Starting at the line that contains "the child's curly" and continuing through the end of the records, write those lines out again, requests included. Add -100 to every coordinate in the answers and leave all other numbers as they are.

───── Record list ─────

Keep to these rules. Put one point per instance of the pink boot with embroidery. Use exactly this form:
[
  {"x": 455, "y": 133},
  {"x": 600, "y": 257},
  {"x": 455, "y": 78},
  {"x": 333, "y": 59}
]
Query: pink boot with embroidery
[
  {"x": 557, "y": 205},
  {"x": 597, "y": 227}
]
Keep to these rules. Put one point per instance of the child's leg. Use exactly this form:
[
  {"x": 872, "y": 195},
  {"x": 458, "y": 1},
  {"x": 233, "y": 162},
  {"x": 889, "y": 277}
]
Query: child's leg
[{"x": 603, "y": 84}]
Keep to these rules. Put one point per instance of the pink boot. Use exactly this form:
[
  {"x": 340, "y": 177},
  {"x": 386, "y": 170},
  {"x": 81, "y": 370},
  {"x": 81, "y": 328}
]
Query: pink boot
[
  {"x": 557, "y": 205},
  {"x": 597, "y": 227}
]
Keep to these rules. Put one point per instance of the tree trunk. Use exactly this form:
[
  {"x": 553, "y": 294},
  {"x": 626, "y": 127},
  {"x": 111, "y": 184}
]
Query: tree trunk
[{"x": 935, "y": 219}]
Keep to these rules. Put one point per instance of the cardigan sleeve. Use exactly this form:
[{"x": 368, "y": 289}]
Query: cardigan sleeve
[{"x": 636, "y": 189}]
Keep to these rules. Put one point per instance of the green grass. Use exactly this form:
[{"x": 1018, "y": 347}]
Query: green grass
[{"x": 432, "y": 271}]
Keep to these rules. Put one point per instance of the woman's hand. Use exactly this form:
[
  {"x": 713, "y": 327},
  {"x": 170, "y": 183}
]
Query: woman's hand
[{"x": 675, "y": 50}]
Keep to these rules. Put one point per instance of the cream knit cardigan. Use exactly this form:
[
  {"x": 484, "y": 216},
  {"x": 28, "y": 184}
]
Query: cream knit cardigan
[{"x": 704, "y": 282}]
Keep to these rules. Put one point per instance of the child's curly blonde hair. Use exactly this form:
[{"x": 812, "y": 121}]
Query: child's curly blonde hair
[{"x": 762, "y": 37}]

─────

* Exercise output
Keep to these rules. Put one point per instance of the child's curly blonde hair. Use exactly this form:
[{"x": 812, "y": 121}]
Query: child's curly blonde hair
[{"x": 662, "y": -63}]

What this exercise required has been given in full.